Records pointing to named objects
/---
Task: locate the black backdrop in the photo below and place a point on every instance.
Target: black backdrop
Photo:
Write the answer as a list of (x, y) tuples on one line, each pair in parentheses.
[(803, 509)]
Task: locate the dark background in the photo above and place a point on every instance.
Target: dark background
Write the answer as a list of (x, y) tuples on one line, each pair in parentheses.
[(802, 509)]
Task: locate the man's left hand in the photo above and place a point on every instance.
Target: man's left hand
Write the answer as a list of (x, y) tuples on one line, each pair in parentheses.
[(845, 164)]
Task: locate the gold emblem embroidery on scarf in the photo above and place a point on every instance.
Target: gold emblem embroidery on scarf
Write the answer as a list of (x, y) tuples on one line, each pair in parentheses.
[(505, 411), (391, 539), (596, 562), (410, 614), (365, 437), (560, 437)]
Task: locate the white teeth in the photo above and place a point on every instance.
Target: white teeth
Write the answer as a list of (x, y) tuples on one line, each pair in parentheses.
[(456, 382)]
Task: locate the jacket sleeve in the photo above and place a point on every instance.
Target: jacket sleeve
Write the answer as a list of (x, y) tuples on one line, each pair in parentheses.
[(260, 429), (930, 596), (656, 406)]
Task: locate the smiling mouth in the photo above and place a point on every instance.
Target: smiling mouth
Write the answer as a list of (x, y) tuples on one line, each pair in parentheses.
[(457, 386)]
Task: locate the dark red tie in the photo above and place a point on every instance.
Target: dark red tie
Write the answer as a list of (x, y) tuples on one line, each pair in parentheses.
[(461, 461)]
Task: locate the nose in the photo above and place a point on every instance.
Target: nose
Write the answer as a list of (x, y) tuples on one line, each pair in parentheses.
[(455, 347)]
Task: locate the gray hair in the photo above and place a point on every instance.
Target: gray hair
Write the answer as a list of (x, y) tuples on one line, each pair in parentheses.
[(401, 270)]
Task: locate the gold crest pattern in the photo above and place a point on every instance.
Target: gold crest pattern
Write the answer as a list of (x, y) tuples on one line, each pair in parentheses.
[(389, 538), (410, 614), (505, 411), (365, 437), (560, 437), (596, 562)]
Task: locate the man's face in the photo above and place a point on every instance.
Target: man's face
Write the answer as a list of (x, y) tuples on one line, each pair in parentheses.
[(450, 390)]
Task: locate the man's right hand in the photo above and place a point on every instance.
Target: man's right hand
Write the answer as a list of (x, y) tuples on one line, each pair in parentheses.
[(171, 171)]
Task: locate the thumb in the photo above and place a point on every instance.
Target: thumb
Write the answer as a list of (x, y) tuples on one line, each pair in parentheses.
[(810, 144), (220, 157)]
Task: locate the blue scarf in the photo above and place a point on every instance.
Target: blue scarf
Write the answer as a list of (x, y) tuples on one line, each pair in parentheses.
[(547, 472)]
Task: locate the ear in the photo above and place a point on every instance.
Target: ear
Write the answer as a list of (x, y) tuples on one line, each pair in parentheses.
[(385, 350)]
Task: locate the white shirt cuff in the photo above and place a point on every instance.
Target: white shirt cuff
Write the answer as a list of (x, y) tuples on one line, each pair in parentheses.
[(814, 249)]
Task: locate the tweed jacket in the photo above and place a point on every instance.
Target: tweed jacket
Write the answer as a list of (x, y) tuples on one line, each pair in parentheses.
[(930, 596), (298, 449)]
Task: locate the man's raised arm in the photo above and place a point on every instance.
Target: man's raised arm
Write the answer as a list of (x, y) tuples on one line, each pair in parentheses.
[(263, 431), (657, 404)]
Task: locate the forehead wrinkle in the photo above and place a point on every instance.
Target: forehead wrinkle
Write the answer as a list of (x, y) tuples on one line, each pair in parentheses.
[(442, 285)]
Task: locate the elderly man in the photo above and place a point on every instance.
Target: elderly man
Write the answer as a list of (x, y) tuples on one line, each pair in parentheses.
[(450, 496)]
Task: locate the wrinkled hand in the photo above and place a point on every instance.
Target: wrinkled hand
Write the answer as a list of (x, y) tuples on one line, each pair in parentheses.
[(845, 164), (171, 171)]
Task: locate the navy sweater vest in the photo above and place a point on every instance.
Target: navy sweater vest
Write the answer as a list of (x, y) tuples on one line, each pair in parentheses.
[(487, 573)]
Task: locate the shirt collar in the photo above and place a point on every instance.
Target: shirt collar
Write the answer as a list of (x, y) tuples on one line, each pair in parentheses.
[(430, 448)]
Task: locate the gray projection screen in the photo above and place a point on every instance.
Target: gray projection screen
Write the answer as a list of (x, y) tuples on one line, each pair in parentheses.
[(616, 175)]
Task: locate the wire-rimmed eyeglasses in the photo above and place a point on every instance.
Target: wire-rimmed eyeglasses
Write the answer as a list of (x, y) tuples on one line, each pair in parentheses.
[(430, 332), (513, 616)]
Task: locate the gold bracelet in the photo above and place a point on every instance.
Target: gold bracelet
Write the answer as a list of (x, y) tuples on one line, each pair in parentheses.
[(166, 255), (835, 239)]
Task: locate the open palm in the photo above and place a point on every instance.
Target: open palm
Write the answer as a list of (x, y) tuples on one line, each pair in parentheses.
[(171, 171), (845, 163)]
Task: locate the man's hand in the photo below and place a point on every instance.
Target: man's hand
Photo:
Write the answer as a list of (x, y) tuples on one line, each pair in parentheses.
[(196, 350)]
\---
WHAT TO DO
Retype every line of the listing above, changing nothing.

RESPONSE TO THIS EXERCISE
Task: locate the black backdrop in the photo below and place a point on every instance.
Target: black backdrop
Photo:
Write the answer as a list of (x, y) tuples on one line, each pair in parentheses.
[(803, 509)]
Task: locate the dark background in the photo above and place a point on every instance.
Target: dark background
Write the answer as a list of (x, y) tuples on one line, each pair in parentheses.
[(802, 509)]
Task: locate the man's left hand in the photo above and place a point on every instance.
Target: man's left hand
Write the answer as a list of (x, y) tuples on one line, each pair in parentheses.
[(845, 164)]
Task: locate the gold emblem embroidery on scarf in the photo above and place a point on every instance.
Target: gold emblem embroidery on scarf
Write the answer as a list of (x, y) tuples on one line, each pair in parentheses.
[(505, 411), (391, 539), (596, 562), (410, 614), (365, 437), (560, 437)]
Task: locate the white teeth in the photo above and place a point on every instance.
Target: white teeth
Write the answer as a list of (x, y) tuples on one line, each pair in parentheses.
[(456, 382)]
Task: locate the jacket sleeve in the photo above and place a point on every instance.
Target: jacket sleeve
Write the answer as a list of (x, y) tuples on one line, each pair in parentheses.
[(260, 429), (930, 596), (656, 406)]
Task: locate the smiling mouth in the photo above and place a point on every instance.
Target: smiling mouth
Write the answer as a list of (x, y) tuples on one line, each pair in parentheses.
[(457, 386)]
Task: locate the dark red tie in the photo above and place a point on every instance.
Target: dark red tie
Write the answer as a list of (x, y) tuples on one line, each pair in parentheses.
[(461, 461)]
Task: locate the nose in the photo above and place a point on every instance.
Target: nose
Write the answer as a list of (x, y) tuples on one line, each pair in parentheses.
[(455, 347)]
Task: locate the gray hair in the photo above and place a point on every instance.
Target: gray hair
Write the answer as a list of (x, y) tuples on one line, each pair in parentheses.
[(401, 270)]
Task: locate the gold crest pattern in the photo above and place a point on every instance.
Target: gold crest pattern
Write the answer as a list of (x, y) tuples on one line, each pair in parentheses.
[(389, 538), (410, 614), (505, 411), (365, 437), (560, 437), (596, 562)]
Task: locate the man's face in the photo above and place a point on every instance.
Target: man's face
Write the answer as a list of (x, y) tuples on one line, each pair in parentheses.
[(450, 390)]
Task: locate the man's right hand in the photo above and place a point on every instance.
Target: man's right hand
Write the answer as a list of (x, y) tuples on one line, each pair in parentheses.
[(171, 171)]
Task: locate the thumb in the photo above and place a point on every instance.
Target: thumb
Write the answer as a list of (x, y) tuples on one line, each pair in parentheses.
[(810, 144), (220, 157)]
Task: locate the blue scarf in the photo above and place a point on every instance.
Target: blue scarf
Write the answer as a list of (x, y) tuples on one line, each pair in parentheses.
[(547, 472)]
Task: locate the ear in the photo above and place a point on every instance.
Target: ear
Write the answer as a list of (x, y) tuples on one line, each pair in parentheses.
[(385, 350)]
Task: locate the white shirt cuff in the photo above and place a point on every instance.
Target: white shirt cuff
Write the answer as a list of (x, y) tuples on one line, each pair in parentheses.
[(814, 249)]
Task: locate the tweed jacket in the photo above and place a point on every instance.
Target: tweed jacket
Write the answer as a list of (x, y) tuples on one line, each pair in parentheses.
[(930, 596), (298, 449)]
Task: locate the man's raised arm in the photo above and place a point on every instance.
Target: man's raised arm
Write the answer as a list of (x, y) tuples on one line, each pair in parentheses.
[(263, 431), (657, 404)]
Task: locate the forehead wrinkle in the photo above and place a point on every instance.
Target: forehead wrinkle
Write the answer as a list of (x, y) tuples on one line, each pair in parentheses.
[(442, 285)]
Task: locate the elderly man in the photo above and place a point on every instance.
Target: elderly man
Write the answer as a list of (x, y) tuples on one line, each pair in parentheses.
[(450, 496)]
Task: locate the wrinkled hand in the photo above and place a point on every instance.
Target: wrinkled hand
Write the answer as a list of (x, y) tuples on one line, each pair in parentheses.
[(845, 164), (171, 171)]
Task: locate the navy sweater vest in the photo above and place a point on every instance.
Target: navy sweater vest
Write the answer as a list of (x, y) tuples on one line, each pair in parentheses.
[(487, 573)]
Task: locate the shirt collar in the photo above and place a point on every instance.
Target: shirt collar
Write the answer as a list of (x, y) tuples on one line, each pair in parentheses.
[(430, 448)]
Task: locate the gray projection screen in the photo above and place a point on every instance.
Target: gray projection screen
Write the answer as a list of (x, y) tuples on one line, each pair in parentheses.
[(616, 175)]
Task: locate the wire-rimmed eyeglasses in the photo above and place a point on every instance.
Target: wire-rimmed eyeglasses
Write the answer as a list of (x, y) tuples on one line, each pair in parentheses.
[(430, 332), (513, 616)]
Task: locate the gold bracelet in the photo above and place a point on every instance.
Target: gold bracelet
Write the answer as a list of (x, y) tuples on one line, each pair in parentheses.
[(166, 255), (835, 239)]
Task: locate the open palm in the photo above and place a point on every instance.
Target: open palm
Write the answer as a list of (x, y) tuples on one line, each pair in parentheses.
[(171, 171), (845, 163)]
Task: locate the man's hand in the photo below and place a point on every instance.
Target: man's hand
Photo:
Write the answer as a list of (x, y) tuples on one line, each pair in parentheses.
[(196, 350)]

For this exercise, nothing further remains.